▶ **Given exercise**: Beginning with the line where "aisle, I would be grateful." appears, repeat every remaining line of the entries exactly, the last line included.

▶ **Record extracts**:
######

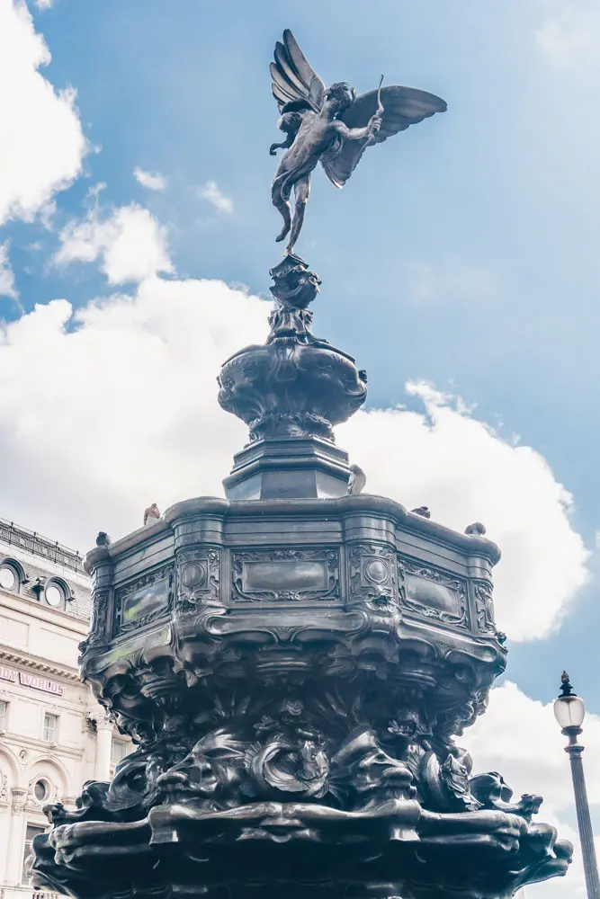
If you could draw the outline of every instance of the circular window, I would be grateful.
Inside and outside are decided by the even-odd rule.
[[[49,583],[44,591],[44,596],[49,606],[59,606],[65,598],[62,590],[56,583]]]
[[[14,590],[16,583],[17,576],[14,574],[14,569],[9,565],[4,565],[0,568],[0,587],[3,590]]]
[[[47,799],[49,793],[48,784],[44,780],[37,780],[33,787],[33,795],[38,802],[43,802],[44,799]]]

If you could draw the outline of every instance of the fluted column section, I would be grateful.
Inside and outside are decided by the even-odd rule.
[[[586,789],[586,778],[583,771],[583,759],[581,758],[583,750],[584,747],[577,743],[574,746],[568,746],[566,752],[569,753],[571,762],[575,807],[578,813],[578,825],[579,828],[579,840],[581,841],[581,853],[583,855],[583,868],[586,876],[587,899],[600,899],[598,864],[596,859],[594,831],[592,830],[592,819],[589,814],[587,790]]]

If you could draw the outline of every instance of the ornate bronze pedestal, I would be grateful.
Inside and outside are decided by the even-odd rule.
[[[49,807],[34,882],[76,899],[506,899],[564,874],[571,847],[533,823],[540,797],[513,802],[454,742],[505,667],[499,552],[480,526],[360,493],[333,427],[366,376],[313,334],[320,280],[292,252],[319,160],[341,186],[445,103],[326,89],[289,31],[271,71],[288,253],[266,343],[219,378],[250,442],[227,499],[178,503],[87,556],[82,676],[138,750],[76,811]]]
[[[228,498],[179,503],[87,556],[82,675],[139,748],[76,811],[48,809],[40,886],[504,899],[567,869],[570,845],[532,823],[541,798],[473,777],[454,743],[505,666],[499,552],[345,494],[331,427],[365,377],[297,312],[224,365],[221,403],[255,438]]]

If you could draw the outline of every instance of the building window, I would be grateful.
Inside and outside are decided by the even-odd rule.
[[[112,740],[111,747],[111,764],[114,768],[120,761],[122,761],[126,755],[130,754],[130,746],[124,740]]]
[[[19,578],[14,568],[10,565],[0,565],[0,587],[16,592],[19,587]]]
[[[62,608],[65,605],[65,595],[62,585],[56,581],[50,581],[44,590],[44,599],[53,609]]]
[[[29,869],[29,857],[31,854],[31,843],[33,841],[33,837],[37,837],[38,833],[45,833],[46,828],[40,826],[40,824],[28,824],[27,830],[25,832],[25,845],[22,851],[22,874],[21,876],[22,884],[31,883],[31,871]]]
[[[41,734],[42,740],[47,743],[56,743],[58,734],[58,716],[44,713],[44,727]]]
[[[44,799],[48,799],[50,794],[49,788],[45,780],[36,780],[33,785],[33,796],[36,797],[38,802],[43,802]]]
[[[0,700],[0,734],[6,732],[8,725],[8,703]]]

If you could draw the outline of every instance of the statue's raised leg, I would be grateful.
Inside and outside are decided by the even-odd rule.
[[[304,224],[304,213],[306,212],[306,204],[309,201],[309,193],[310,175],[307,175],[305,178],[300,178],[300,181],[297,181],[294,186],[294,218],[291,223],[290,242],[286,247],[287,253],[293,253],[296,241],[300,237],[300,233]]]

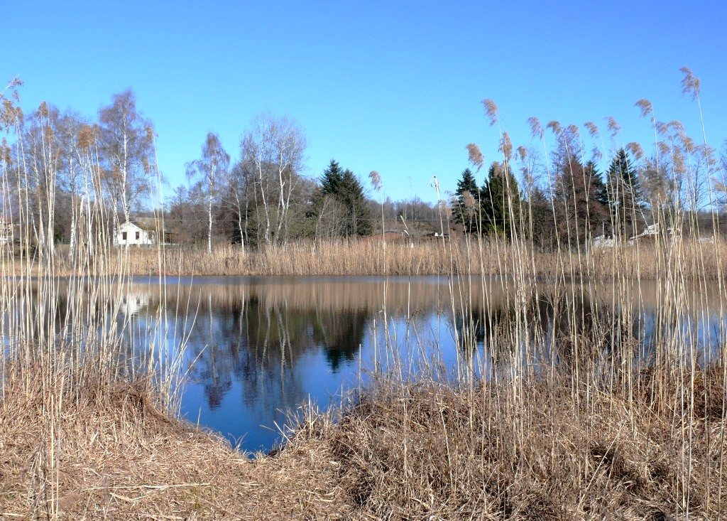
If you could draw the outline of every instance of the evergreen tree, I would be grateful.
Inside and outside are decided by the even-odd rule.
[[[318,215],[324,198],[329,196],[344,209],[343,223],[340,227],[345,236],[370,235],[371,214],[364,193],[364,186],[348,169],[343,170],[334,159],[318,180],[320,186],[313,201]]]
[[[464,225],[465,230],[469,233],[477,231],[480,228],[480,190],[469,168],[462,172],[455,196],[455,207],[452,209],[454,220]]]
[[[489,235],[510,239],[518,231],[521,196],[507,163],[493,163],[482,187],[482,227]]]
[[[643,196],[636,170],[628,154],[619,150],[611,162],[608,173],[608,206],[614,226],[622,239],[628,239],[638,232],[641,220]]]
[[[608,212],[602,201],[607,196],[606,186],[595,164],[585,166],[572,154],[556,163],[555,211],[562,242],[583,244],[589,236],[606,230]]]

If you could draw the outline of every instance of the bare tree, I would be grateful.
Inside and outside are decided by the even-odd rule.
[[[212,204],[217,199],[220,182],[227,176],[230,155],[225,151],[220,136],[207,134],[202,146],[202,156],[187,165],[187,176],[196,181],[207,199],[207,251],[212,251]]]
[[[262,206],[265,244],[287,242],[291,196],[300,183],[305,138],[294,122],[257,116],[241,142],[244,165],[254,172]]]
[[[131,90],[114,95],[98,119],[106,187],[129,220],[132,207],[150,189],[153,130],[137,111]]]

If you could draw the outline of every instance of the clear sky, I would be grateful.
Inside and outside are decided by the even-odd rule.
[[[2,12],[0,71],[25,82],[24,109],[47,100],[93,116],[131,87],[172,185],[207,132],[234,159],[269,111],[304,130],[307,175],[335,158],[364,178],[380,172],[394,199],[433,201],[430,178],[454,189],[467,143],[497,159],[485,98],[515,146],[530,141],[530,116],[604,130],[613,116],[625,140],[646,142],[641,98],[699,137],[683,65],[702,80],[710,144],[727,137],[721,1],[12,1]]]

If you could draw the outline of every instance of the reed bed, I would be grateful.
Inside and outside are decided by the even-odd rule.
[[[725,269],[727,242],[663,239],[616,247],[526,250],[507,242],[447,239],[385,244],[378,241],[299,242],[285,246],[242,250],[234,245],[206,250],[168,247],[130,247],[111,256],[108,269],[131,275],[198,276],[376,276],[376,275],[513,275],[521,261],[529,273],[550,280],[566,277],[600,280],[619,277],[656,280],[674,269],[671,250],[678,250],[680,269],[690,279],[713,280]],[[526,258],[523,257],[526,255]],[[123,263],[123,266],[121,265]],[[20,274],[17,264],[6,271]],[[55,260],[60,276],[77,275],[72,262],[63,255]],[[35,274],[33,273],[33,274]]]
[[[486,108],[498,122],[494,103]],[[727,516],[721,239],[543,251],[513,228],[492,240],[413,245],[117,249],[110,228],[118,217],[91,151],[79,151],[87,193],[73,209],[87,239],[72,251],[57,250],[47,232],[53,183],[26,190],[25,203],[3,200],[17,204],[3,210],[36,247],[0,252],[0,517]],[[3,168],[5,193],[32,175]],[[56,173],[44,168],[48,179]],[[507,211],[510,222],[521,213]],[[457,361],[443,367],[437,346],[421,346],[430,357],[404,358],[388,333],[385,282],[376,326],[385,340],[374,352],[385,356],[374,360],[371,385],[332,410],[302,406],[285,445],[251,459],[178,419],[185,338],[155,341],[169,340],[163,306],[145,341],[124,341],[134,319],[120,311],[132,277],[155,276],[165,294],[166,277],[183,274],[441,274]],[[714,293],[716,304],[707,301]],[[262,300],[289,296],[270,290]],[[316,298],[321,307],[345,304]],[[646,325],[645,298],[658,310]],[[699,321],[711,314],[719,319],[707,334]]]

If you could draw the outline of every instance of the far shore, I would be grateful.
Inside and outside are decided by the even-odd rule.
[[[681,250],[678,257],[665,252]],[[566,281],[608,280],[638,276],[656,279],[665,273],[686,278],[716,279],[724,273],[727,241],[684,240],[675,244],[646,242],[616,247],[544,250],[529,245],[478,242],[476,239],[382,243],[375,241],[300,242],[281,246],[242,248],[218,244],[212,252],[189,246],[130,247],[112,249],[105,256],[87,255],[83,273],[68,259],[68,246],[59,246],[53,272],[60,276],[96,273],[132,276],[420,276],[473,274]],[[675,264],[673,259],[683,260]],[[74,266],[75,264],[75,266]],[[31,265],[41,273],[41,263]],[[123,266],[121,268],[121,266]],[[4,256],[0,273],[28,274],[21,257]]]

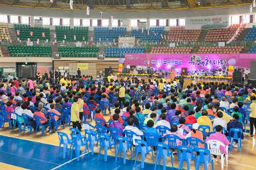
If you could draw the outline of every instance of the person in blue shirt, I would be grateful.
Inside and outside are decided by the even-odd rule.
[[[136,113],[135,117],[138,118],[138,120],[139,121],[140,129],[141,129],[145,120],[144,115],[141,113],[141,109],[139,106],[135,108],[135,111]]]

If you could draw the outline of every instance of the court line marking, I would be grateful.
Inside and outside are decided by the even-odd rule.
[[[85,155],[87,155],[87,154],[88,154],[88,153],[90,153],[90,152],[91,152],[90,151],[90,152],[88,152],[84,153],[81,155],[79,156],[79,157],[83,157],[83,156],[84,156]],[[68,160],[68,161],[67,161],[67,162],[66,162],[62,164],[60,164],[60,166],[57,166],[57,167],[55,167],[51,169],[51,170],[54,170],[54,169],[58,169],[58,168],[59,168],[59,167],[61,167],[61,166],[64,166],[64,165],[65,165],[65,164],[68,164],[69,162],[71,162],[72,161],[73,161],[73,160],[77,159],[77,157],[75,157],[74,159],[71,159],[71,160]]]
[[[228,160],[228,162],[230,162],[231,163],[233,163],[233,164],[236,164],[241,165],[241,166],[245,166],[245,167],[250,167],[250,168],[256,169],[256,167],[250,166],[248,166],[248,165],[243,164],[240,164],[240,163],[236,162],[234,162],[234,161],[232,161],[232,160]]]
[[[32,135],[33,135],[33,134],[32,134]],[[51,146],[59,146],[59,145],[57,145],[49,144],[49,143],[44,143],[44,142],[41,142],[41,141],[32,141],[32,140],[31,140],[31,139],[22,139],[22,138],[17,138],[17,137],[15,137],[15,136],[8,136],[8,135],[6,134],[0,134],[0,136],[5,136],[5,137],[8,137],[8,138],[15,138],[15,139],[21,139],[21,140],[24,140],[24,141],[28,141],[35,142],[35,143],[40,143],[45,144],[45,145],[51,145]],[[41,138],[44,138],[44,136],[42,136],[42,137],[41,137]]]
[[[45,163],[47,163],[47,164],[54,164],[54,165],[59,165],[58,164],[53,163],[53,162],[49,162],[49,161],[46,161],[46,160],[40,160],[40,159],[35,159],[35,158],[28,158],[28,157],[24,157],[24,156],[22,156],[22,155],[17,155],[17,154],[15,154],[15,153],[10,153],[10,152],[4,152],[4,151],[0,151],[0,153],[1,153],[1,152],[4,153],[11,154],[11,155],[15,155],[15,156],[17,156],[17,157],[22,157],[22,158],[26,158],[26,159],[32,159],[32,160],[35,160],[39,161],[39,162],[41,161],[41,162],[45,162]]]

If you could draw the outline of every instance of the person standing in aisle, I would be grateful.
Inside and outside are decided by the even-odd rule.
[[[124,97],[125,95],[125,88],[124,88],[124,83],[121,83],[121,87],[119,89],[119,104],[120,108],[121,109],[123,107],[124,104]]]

######

▶ **Worked answer**:
If you could draw the outline of every instance of the person standing in aisle, I would be grateful.
Inside and outside are decided by the even-odd rule.
[[[124,97],[125,95],[125,88],[124,88],[124,83],[121,83],[121,87],[119,89],[119,104],[120,108],[121,109],[123,107],[124,104]]]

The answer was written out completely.